● **AIM**: Arrange everything from the start of the rows down to the line containing "46], [101, 50]]" as a Markdown table with the columns "No." and "Line", one entry per line and blank lines skipped. Leave the pictures out of the table.

Records from an annotation dataset
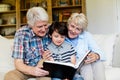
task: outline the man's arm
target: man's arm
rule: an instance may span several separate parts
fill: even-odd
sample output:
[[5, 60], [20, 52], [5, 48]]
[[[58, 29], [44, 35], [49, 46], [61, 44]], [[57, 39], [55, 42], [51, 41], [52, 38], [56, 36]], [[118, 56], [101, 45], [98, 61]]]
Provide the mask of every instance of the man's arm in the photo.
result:
[[40, 66], [32, 67], [24, 64], [22, 59], [15, 59], [14, 63], [16, 69], [23, 72], [24, 74], [33, 75], [33, 76], [45, 76], [49, 74], [48, 71], [41, 69]]

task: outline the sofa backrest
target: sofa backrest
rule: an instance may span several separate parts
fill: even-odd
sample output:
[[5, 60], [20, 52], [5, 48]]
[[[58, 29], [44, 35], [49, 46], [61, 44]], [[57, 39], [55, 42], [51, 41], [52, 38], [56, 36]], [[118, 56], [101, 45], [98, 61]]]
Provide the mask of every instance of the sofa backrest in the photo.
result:
[[115, 40], [112, 65], [113, 67], [120, 67], [120, 34]]
[[105, 53], [105, 66], [118, 66], [117, 64], [120, 63], [116, 59], [116, 56], [118, 57], [119, 54], [118, 52], [120, 52], [118, 49], [120, 46], [120, 37], [118, 38], [118, 34], [93, 34], [93, 37], [98, 46], [100, 46], [101, 50]]

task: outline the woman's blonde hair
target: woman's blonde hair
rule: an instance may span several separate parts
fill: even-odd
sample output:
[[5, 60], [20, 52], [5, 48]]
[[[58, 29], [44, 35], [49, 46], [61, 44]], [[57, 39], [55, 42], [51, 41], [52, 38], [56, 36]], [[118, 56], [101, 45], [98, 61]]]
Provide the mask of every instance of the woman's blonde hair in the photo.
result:
[[85, 30], [88, 25], [87, 17], [83, 13], [72, 13], [68, 19], [68, 25], [71, 22], [75, 23], [77, 26], [80, 26], [83, 30]]
[[49, 17], [46, 10], [42, 7], [32, 7], [27, 12], [27, 23], [31, 27], [34, 26], [36, 21], [48, 21]]

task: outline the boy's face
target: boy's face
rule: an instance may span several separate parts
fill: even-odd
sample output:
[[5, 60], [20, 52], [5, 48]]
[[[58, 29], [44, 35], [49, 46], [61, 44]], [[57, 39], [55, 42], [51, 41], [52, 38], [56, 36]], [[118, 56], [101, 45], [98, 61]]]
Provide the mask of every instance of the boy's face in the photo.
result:
[[60, 46], [65, 40], [65, 36], [60, 35], [56, 31], [52, 33], [51, 38], [52, 38], [52, 42], [57, 46]]
[[47, 21], [37, 21], [35, 23], [35, 26], [32, 27], [32, 30], [34, 31], [34, 33], [37, 36], [43, 37], [46, 35], [46, 33], [48, 31], [48, 22]]

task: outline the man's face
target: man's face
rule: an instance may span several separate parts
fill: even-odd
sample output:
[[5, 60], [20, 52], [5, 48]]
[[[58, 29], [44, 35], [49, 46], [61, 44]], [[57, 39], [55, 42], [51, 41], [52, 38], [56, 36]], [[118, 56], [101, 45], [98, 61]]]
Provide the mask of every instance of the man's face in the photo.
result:
[[43, 37], [48, 31], [48, 22], [47, 21], [37, 21], [32, 27], [33, 32], [39, 36]]

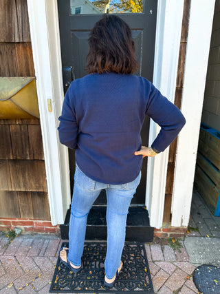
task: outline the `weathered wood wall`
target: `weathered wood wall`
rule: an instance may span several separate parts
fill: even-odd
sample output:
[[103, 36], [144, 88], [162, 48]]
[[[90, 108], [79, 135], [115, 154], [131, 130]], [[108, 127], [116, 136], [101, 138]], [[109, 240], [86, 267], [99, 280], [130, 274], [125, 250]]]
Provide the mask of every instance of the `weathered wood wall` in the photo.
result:
[[[27, 0], [0, 0], [0, 76], [34, 76]], [[50, 220], [40, 121], [0, 120], [0, 218]]]
[[[185, 0], [182, 26], [180, 47], [179, 52], [177, 83], [174, 102], [174, 104], [179, 109], [181, 108], [181, 102], [184, 85], [190, 8], [190, 0]], [[170, 145], [169, 150], [163, 220], [164, 222], [169, 222], [171, 221], [171, 202], [175, 175], [177, 145], [177, 138], [176, 138]]]
[[220, 1], [215, 2], [202, 123], [220, 132]]

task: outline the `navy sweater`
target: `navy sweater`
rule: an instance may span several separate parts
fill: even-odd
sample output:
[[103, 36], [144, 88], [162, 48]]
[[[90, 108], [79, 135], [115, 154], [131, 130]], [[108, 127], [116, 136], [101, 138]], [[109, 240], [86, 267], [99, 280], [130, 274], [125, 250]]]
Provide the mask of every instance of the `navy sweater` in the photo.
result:
[[124, 184], [140, 173], [140, 131], [147, 114], [161, 130], [152, 144], [163, 151], [185, 124], [179, 109], [146, 78], [113, 72], [74, 81], [59, 117], [60, 140], [76, 149], [80, 169], [94, 180]]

● **SOLUTION FOR THIS TASK**:
| No. | Line |
|---|---|
| 1 | task: outline the man's arm |
| 2 | target: man's arm |
| 3 | rule: an instance may span several separate parts |
| 4 | fill: even-odd |
| 5 | sample output: |
| 6 | [[5, 60], [20, 52], [5, 48]] |
| 7 | [[[58, 29], [44, 35], [49, 46], [61, 44]], [[57, 39], [55, 42], [51, 41], [52, 38], [56, 36]], [[118, 56], [101, 45], [98, 61]]] |
| 8 | Provide the mask of every instance of the man's arm in the photo. |
| 9 | result: |
| 10 | [[40, 66], [32, 67], [24, 64], [22, 59], [15, 59], [14, 63], [16, 69], [23, 72], [24, 74], [33, 75], [33, 76], [45, 76], [49, 74], [48, 71], [41, 69]] |
| 11 | task: outline the sofa backrest |
| 12 | target: sofa backrest |
| 13 | rule: an instance may span several separate parts |
| 14 | fill: even-odd |
| 15 | sample output: |
| 16 | [[5, 60], [20, 52], [5, 48]] |
| 17 | [[[58, 29], [44, 35], [49, 46], [61, 44]], [[57, 39], [55, 42], [51, 41], [52, 38], [56, 36]], [[118, 56], [101, 45], [98, 61]]] |
| 18 | Provide the mask of every instance of the sofa backrest in the photo. |
| 19 | result: |
| 20 | [[115, 40], [112, 65], [113, 67], [120, 67], [120, 34]] |
| 21 | [[105, 53], [105, 66], [118, 66], [117, 64], [120, 63], [116, 59], [116, 56], [118, 57], [119, 54], [118, 52], [120, 52], [118, 49], [120, 46], [120, 37], [118, 38], [118, 34], [93, 34], [93, 37], [98, 46], [100, 46], [101, 50]] |